Referring expression pointing data
------------------------------------------------------------
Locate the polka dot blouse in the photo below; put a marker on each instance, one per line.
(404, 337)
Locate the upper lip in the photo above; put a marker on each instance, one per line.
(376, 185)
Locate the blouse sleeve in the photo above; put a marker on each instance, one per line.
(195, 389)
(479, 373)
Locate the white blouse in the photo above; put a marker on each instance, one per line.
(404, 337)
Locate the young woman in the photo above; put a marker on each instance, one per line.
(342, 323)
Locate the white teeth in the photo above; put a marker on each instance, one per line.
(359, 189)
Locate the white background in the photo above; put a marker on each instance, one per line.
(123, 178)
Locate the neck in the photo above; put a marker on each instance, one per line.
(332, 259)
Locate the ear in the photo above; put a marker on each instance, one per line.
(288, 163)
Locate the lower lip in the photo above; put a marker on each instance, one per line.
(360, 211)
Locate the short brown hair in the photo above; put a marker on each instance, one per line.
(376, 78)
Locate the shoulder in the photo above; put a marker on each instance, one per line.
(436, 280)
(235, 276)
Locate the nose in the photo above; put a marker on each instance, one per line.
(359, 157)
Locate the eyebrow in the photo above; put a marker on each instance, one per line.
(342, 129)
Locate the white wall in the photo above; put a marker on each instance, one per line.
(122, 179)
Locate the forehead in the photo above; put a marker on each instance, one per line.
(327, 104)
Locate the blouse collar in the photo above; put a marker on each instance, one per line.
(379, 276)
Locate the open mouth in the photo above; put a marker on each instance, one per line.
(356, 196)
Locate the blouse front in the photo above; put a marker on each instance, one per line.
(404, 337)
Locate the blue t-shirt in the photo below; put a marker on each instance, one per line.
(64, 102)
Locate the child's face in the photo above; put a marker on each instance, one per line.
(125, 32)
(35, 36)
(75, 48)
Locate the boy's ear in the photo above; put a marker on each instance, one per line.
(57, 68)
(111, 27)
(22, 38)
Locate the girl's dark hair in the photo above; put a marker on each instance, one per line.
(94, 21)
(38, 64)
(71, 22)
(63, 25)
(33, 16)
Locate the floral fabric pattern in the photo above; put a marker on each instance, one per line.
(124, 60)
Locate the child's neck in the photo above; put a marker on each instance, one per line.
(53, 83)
------------------------------------------------------------
- Exercise instructions -
In full and without alteration, return every line above.

- The answer -
Locate the polka dot blouse in the photo below; put a marker on each instance, one per line.
(404, 337)
Locate the upper lip in the photo above; put a marker on each instance, one per line.
(376, 185)
Locate the blouse sleeve in the photo above; put a marker on each instance, one per line.
(195, 389)
(479, 373)
Locate the white blouse in the photo above; put a marker on each instance, one per line.
(404, 337)
Locate the young woman in the photo above; put a marker on each instance, one per line.
(342, 323)
Locate the white teeth in the photo above; put a marker on each instance, one per line.
(359, 189)
Locate the white background in the photo above; put a marker on each instance, one per line.
(123, 178)
Locate the neck in the photo above; put a marker on each instance, one per line.
(332, 259)
Locate the ear in the photo above; put a marker on each instance, one per line.
(288, 163)
Locate the lower lip in the photo above; put a marker on each instance, one per line.
(360, 211)
Locate the short brown hair in the photo above; put a marker on each instance, one per line.
(376, 78)
Locate the shoulder in the photo above; put a marker on each instance, one per line.
(436, 280)
(235, 276)
Locate the nose in the photo above; put a marker on each instance, one per line.
(359, 157)
Locate the eyebrow in the photo above; put a marker on each instance, one per line.
(342, 129)
Locate the white wall in the photo above; put a marker on each instance, one per line.
(122, 179)
Locate the forehead in the photo above; put a marker on each instance, one per line.
(327, 104)
Locate the blouse collar in the photo above; put a marker on each instance, one per line.
(379, 276)
Locate the open mouth in the photo above; put a marker on each instance, one per line.
(356, 196)
Locate the blouse front in the photo above; put a marker on each instance, one per line.
(404, 337)
Locate the blue t-shirt in the photo below; put a marker on each instance, one per line.
(64, 102)
Locate the child's face in the photo above; put a marker on each instance, one per line.
(125, 32)
(35, 36)
(75, 48)
Locate the boy's ear in the photo above; put a marker on each instance, one per line.
(57, 68)
(111, 27)
(22, 38)
Locate the girl's dark hair in the photo above; put a marker on each instance, one per line.
(94, 21)
(38, 64)
(71, 22)
(63, 25)
(33, 16)
Locate the floral fabric pattern in the photo above; put a marker on each instance, one per line.
(124, 60)
Locate the child's neck in the photo above; put a marker on each instance, one per line.
(53, 83)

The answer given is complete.